• SELECTED EXCERPT
* * * * * * * * *

Surgery is a practice whose ease and frequency of recommendation alarms me. I have been surgically operated on; my sinuses were cleared under local anesthesia. I was scared even though it ultimately relieved intense pain. But, was it necessary to manually intervene, cut open and physically reach organs with mechanical/electro-mechanical instruments that are extremely crude in nature compared to the sophistication of the human body? Are there any other curative paradigms out there less invasive in nature? Was the surgical option brought up too soon, or was it appropriately selected as a last resort? I am inclined to believe the body has regenerative/purgative potential that may only need to be restored, rather than getting the body physically reconstructed.

The utility of recreational or performance enhancement drugs and appearance enhancing plastic surgery is altogether questionable. Are they addressing a defect, deficiency, or error that needs to be fixed? Or are they just addressing jealous desires that come from seeing how others are or what they can do?

* * * * * * * * *

• AVAILABLE DATA
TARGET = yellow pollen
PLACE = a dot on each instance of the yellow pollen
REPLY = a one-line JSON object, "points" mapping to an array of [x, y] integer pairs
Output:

* * * * * * * * *

In the text about surgery, what operation does the writer say they had, and under what kind of anesthesia?

A clearing of the sinuses, done under local anesthesia.